--- Text block ---
━━━━━━
CFOs and HR have long been thought to work in entirely separate business sectors. As the old wisdom goes, the CFO oversees the hard metrics of the business, while the CHRO focuses on the personal relationships between employees and the company. As a result, the two are completely independent of each other.
Well, no longer.
The Problem Facing CFOs
In the current environment, amidst the fallout of COVID and the Great Resignation, CFOs and CHROs need to work more closely than ever before. As of March 2022, 44% of workers have begun to seek a new job, with companies across the country struggling to fill vital roles at every level of the organization. It’s hard to put a number on how this mass exodus has impacted businesses, either through revenue loss due to attrition or blows to company culture. However, the effect on the bottom line has been enormous. CFOs are beginning to understand something that has long been known to HR:
Though it’s easy to think of employees as a company’s greatest expense, they are also a company’s greatest asset.
━━━━━━
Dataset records
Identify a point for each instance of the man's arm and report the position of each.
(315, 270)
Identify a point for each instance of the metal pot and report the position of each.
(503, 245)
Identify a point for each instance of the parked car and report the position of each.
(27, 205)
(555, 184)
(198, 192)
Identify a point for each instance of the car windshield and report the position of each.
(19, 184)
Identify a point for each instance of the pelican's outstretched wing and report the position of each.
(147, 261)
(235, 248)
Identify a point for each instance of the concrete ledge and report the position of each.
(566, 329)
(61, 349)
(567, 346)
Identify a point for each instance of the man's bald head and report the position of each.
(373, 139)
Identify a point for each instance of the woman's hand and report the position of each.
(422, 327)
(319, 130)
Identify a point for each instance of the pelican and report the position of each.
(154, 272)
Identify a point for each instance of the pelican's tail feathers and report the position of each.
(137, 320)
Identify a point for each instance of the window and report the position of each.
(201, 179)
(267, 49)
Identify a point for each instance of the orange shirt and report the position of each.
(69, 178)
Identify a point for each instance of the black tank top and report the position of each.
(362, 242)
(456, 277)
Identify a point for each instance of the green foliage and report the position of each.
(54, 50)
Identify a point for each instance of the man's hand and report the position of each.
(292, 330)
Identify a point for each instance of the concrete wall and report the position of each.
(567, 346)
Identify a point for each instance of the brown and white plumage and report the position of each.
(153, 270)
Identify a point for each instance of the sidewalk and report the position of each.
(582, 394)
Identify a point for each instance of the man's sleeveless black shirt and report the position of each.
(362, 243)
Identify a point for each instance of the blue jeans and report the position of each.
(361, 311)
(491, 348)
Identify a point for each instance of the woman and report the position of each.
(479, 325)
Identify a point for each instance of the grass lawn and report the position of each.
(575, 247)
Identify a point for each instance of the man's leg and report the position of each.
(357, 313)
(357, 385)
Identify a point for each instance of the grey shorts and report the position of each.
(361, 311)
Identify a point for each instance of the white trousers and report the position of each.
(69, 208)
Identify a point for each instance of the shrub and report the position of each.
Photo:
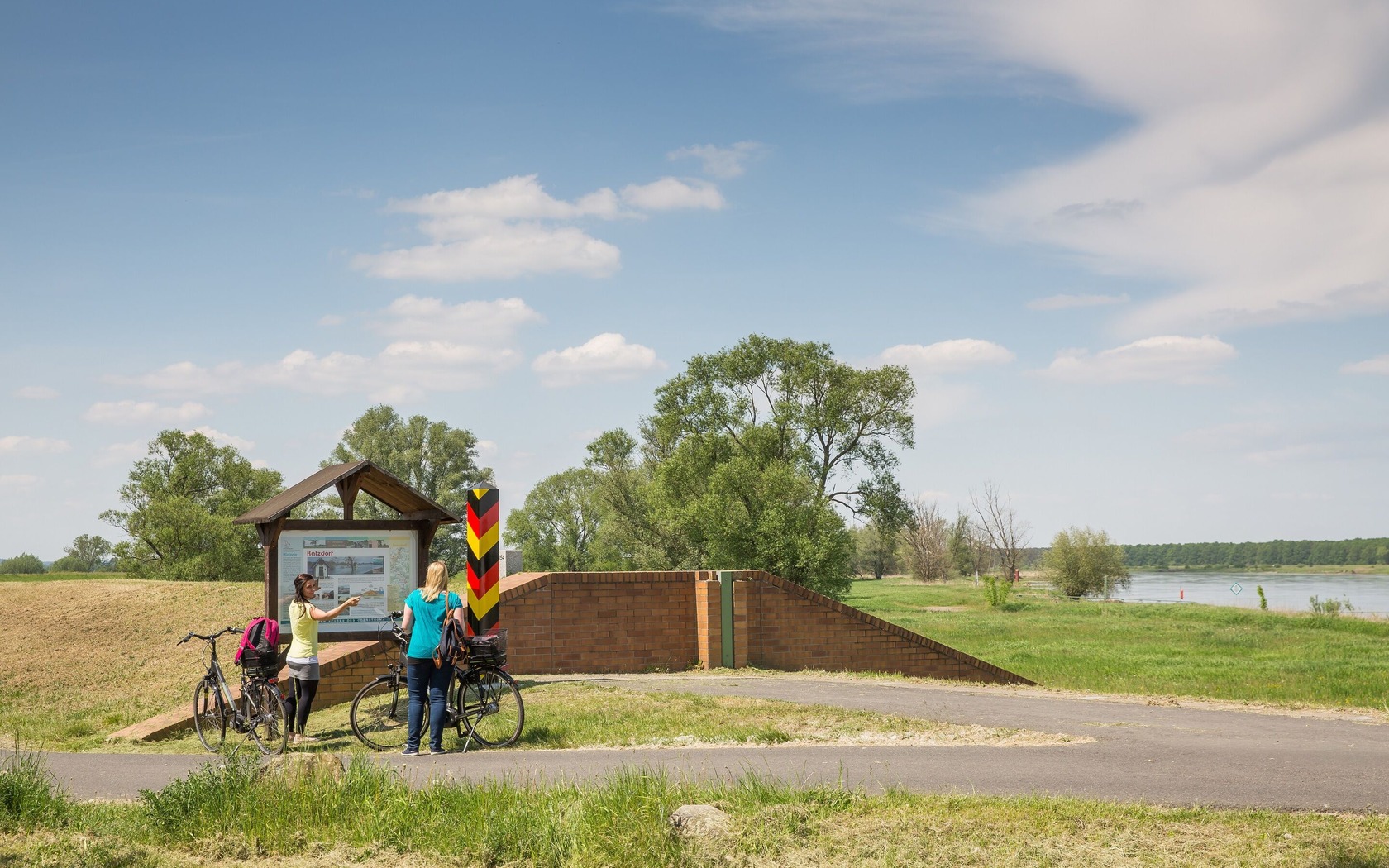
━━━━━━
--- Work item ---
Please reproduce the part of the piece on CFOs and HR from "CFOs and HR" to "of each other.", word for word.

--- Response for this exercise ---
CFOs and HR have long been thought to work in entirely separate business sectors. As the old wisdom goes, the CFO oversees the hard metrics of the business, while the CHRO focuses on the personal relationships between employees and the company. As a result, the two are completely independent of each other.